**WORK TO COMPLETE**
A - Using the geophysics memorandum, answer each question:
(i) Which two societies form the British Geophysical Association?
(ii) What is marine seismic data gathered for oil exploration now being used to do?
(iii) To what study does geophysics apply physics?
B - Decide whether each statement agrees with the geophysics memorandum, and back each yes or no with the words from it that settle the matter:
(i) The British Geophysical Association is a joint association of two societies.
(ii) Data for geophysical research are usually cheap to collect.
(iii) Every later use of the data was foreseen when it was first gathered.
C - Repeat word for word the part of the geophysics memorandum starting at "is a joint association" and ending at "its planetary environment.".

─── TEXT PROVIDED

Memorandum submitted by the British Geophysical
Association (FC 33)
1. The British Geophysical Association (BGA)
is a joint association of the Royal Astronomical Society and the
Geological Society of London and represents members of either
Society whose specialisation is geophysics, ie the application
of physics to the study of the Earth and its planetary environment.
UK geophysicists are employed in university research and teaching,
petroleum exploration and exploitation, civil engineering, environmental
consultancy, and government service. The UK is a world leader
in both pure and applied geophysical research, and many UK geophysicists
take part in, or lead, international research consortia.
2. Geophysics is a broad area of study and
includes topics vital to the well-being of society, for instance
the diverse causes of sea level change; earthquake and volcano
monitoring and prediction; the geomagnetic field and near-Earth
space environment used by satellites; detecting and extracting
subsurface oil and gas accumulations; and predicting and monitoring
subsurface engineering for oil and mineral extraction, waste disposal
and carbon dioxide (CO2) capture and storage.
3. Data for geophysical research are often
expensive to obtain, eg seismic exploration data collected by
dedicated ships using specialist equipment refined by many years
of research. Their value is seldom restricted to the immediate
purpose for which they were obtained, for instance, marine seismic
data obtained for oil exploration are now being used to map ocean
currents, and decades-long records of the Earth's magnetic field
are used in the prediction of geomagnetic disturbances and "space
weather" that affect satellites. Some of these uses could
not have been predicted when the original data were obtained.

──────
─── DATA SECTION

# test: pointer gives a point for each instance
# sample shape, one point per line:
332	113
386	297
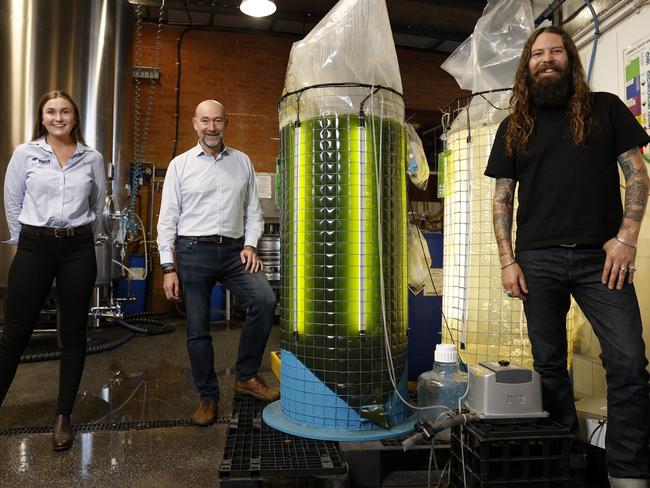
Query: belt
215	239
581	246
57	232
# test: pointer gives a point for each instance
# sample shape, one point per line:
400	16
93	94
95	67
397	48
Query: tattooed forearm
502	207
636	189
625	161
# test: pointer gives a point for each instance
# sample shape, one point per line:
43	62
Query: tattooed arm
621	250
512	278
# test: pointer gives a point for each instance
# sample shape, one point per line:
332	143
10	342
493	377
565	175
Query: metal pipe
623	7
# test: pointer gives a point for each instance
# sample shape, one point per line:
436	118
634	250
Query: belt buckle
63	233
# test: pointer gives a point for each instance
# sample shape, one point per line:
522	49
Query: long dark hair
40	130
521	123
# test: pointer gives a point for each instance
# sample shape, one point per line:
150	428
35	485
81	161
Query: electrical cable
387	345
600	425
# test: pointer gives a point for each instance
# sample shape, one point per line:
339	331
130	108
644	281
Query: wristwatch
168	268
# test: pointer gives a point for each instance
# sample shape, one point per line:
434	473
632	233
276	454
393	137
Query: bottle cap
445	353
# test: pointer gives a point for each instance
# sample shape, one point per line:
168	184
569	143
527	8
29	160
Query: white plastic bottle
443	385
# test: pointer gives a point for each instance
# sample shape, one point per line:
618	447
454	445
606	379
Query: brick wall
246	73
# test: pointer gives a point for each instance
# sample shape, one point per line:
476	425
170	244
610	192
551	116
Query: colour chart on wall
637	80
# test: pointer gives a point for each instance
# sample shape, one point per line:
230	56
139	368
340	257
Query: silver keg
268	249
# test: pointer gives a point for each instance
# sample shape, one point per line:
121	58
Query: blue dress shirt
205	195
39	192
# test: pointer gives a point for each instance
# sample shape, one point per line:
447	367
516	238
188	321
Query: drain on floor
109	426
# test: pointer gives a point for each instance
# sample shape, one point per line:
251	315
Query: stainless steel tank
80	46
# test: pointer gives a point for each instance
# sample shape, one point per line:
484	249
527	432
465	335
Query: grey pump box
500	390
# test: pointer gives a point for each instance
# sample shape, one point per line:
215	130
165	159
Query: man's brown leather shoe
206	414
256	388
62	433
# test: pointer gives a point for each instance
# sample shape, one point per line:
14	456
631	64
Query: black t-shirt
569	193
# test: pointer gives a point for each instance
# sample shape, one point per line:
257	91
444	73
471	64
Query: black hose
150	327
105	346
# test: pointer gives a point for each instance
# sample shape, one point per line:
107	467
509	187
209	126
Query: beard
553	94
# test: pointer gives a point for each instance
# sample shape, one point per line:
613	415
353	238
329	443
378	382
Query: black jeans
38	261
552	275
201	265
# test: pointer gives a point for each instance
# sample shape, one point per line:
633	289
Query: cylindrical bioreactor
481	320
343	265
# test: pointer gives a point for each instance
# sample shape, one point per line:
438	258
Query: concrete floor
148	378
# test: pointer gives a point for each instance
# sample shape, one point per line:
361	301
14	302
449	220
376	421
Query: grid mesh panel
254	449
488	325
343	222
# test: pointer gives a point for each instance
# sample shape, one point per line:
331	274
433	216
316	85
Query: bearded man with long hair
559	147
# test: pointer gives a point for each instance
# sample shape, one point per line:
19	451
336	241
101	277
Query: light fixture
257	8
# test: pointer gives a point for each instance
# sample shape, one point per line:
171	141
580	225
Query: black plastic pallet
384	463
506	455
254	451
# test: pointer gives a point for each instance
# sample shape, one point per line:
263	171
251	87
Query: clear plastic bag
419	259
352	43
488	59
417	166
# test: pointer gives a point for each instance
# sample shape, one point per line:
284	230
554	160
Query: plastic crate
506	455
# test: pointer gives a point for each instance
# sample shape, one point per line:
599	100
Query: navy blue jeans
201	265
552	275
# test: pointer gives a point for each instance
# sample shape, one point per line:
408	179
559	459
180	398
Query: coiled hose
147	326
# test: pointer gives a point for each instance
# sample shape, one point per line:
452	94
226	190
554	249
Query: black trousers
38	261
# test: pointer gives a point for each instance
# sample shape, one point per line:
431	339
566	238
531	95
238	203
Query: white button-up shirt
205	195
39	192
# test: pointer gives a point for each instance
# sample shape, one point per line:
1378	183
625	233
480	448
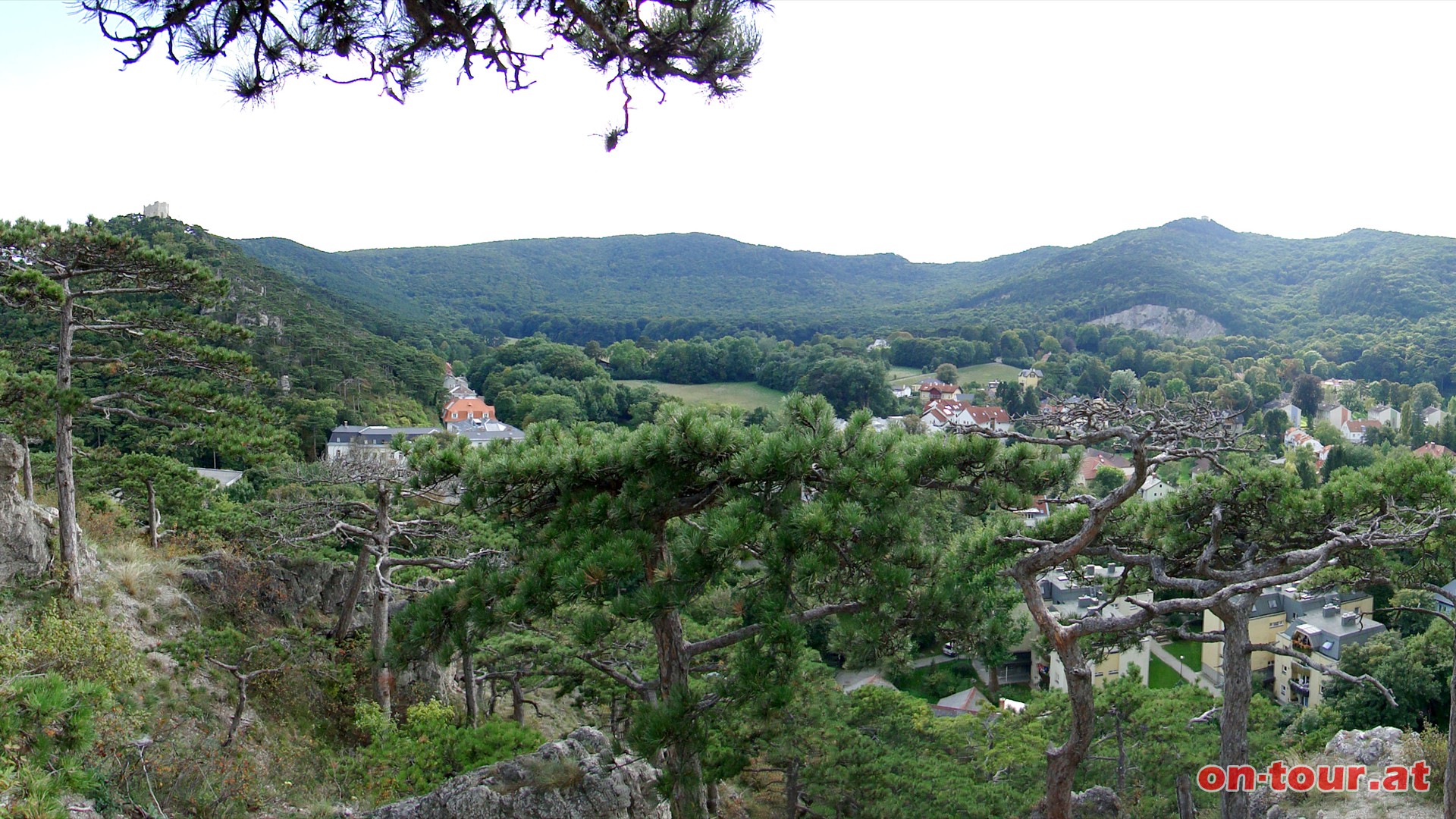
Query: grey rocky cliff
607	787
283	585
1178	322
25	528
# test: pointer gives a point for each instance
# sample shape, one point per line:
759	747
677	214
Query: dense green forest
552	577
677	286
329	359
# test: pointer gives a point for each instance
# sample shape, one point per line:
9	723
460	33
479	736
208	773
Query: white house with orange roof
466	410
944	414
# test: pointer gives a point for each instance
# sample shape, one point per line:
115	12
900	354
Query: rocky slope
1178	322
573	779
25	528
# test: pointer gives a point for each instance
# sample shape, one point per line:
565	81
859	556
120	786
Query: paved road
930	661
1184	670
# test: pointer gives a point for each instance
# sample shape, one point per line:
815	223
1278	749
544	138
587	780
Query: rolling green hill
375	362
676	286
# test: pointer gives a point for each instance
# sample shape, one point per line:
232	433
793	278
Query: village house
1356	428
466	410
1153	488
1442	604
1334	413
1072	596
1299	438
1094	460
1285	406
935	390
1312	624
375	442
941	416
1037	512
1388	416
1435	450
372	442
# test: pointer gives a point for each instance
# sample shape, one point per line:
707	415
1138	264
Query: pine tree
634	528
124	340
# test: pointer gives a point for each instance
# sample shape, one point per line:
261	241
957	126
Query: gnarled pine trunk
1063	761
1238	691
69	532
689	799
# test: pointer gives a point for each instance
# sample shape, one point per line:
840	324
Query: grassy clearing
906	375
743	394
1188	651
1163	675
941	679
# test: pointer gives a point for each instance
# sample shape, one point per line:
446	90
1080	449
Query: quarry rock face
25	528
1178	322
573	779
1370	748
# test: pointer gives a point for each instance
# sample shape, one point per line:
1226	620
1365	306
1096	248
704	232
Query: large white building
1074	596
376	442
1318	626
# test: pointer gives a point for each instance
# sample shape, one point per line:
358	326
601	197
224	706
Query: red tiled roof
465	409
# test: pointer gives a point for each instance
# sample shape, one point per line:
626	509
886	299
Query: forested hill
343	357
673	286
677	284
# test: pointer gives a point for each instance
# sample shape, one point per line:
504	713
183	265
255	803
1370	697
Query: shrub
428	748
74	643
555	774
1433	748
47	733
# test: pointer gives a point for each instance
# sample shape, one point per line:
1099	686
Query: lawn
745	394
1163	675
906	375
979	373
1188	651
941	679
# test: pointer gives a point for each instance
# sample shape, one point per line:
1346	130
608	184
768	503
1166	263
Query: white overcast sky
940	131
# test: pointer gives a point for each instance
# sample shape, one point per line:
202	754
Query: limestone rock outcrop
573	779
1178	322
25	526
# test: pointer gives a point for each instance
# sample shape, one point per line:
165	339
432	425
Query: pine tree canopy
708	42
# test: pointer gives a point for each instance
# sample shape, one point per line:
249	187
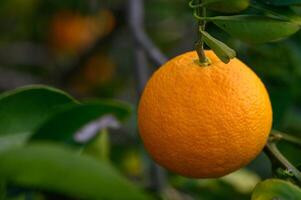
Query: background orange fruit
98	71
204	122
72	32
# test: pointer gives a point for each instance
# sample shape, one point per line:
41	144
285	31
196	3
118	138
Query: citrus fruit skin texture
204	122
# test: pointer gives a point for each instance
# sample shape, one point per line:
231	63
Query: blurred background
87	49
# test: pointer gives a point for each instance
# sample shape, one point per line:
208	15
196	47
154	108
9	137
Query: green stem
289	138
201	11
278	160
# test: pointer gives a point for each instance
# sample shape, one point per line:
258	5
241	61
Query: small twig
278	160
141	37
286	137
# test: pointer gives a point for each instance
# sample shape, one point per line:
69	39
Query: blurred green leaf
276	189
284	13
224	52
229	6
78	124
255	29
57	169
100	146
2	190
282	2
24	109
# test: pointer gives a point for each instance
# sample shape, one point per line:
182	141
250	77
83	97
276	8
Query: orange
204	122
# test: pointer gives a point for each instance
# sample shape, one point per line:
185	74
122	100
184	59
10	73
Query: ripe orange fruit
204	122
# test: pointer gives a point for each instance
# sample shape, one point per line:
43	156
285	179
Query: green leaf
56	169
255	29
24	109
282	2
283	13
2	190
78	124
99	147
229	6
276	189
224	52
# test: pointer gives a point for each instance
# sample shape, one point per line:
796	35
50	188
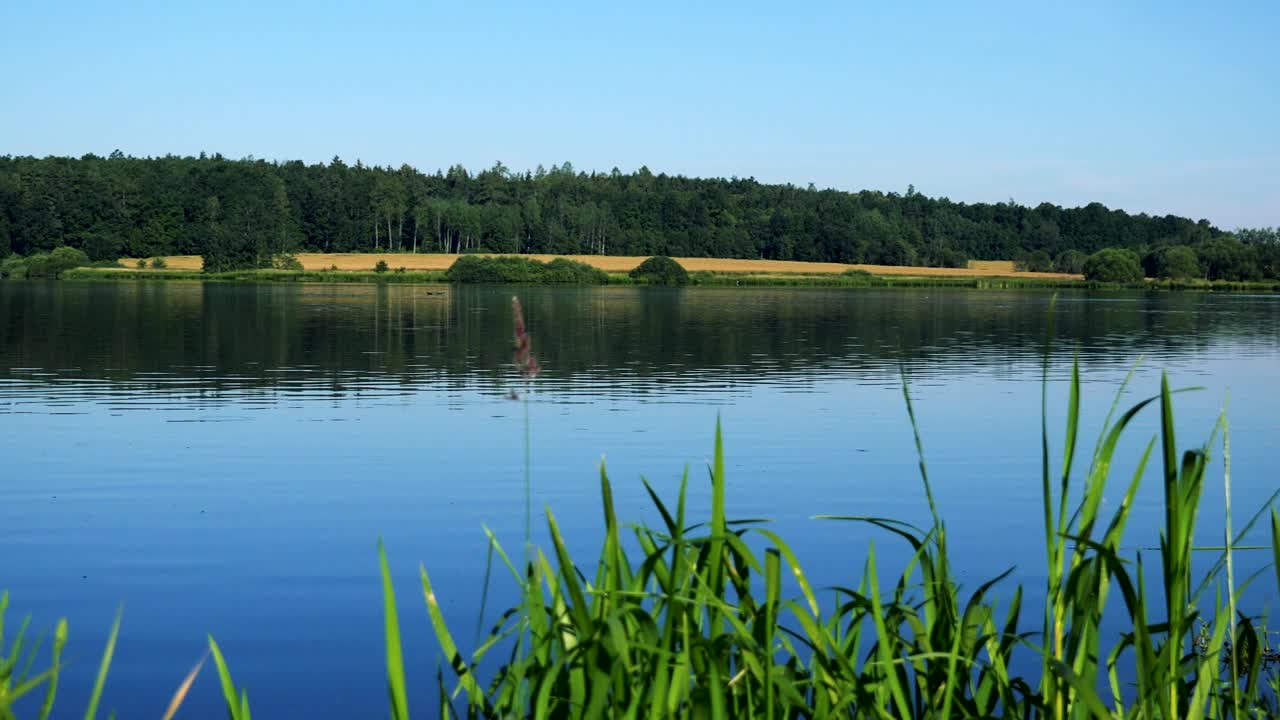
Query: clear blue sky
1150	106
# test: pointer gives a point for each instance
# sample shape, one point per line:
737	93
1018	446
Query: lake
223	458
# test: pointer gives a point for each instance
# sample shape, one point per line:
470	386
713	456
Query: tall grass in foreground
696	625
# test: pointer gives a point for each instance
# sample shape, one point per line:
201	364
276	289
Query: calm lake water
223	459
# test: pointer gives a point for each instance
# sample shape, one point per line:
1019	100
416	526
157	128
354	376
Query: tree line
243	213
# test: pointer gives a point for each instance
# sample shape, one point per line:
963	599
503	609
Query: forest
243	213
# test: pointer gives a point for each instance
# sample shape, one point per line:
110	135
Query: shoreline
1022	281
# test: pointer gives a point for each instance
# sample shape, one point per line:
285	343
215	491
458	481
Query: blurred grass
698	624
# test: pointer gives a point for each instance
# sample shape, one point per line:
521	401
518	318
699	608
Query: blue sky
1160	108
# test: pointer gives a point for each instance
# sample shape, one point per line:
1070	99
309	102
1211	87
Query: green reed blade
394	652
51	692
1275	546
100	682
394	662
224	677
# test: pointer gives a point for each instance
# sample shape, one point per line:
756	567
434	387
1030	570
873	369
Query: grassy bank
257	276
1029	281
696	623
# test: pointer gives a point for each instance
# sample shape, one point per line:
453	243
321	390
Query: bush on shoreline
515	269
662	270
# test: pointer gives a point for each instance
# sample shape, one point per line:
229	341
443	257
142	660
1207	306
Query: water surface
223	458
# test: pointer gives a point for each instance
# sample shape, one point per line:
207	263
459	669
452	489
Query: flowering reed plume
525	360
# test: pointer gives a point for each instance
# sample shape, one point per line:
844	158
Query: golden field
622	264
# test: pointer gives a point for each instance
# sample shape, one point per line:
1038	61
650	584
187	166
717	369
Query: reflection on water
190	345
222	458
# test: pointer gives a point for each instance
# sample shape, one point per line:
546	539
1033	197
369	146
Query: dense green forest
242	213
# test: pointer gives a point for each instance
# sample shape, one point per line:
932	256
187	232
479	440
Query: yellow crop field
622	264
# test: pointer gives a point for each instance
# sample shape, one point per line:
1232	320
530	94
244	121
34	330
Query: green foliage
1229	259
19	655
856	277
1112	265
695	623
286	261
44	264
661	269
238	214
1070	261
513	269
1179	263
13	267
717	618
1037	261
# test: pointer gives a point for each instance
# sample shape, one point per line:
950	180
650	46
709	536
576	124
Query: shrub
661	269
856	276
510	269
37	265
1070	261
1037	261
286	261
1178	263
1229	259
950	258
1112	265
13	268
563	270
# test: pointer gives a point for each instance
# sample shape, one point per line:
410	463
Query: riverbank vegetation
716	616
240	214
516	269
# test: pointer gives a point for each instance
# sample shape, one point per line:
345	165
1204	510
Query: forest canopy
243	213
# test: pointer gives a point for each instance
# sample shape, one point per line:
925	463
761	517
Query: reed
696	625
700	621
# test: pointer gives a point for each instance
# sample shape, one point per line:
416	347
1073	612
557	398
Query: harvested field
622	264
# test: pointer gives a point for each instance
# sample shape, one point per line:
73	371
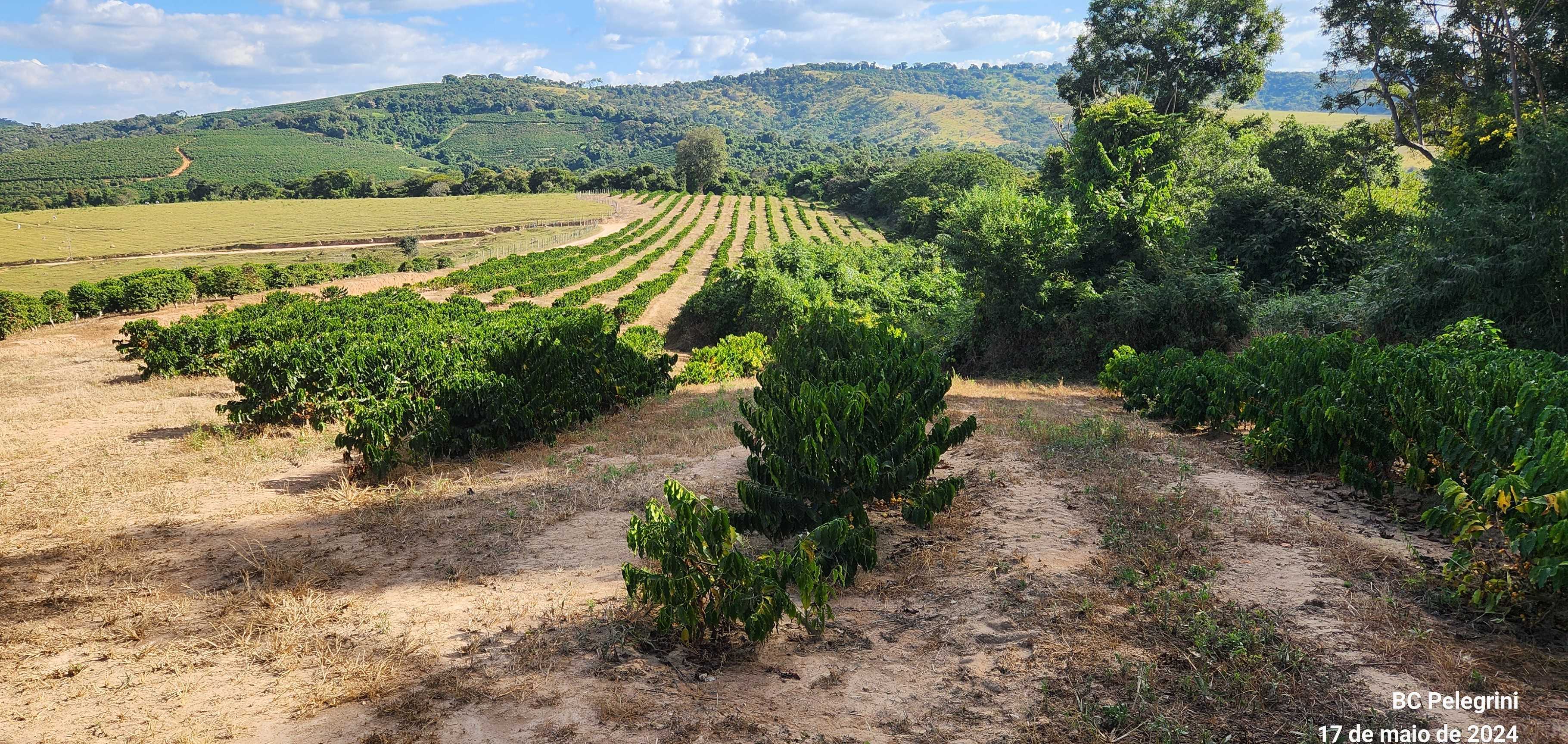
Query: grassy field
161	228
231	157
37	278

──────

**SOLUTIONS BELOW**
A -
(i) The Royal Astronomical Society and the Geological Society of London.
(ii) To map ocean currents.
(iii) The study of the Earth and its planetary environment.

B -
(i) Yes: "is a joint association of the Royal Astronomical Society and the Geological Society of London"
(ii) No: "Data for geophysical research are often expensive to obtain"
(iii) No: "Some of these uses could not have been predicted when the original data were obtained."

C -
is a joint association of the Royal Astronomical Society and the
Geological Society of London and represents members of either
Society whose specialisation is geophysics, ie the application
of physics to the study of the Earth and its planetary environment.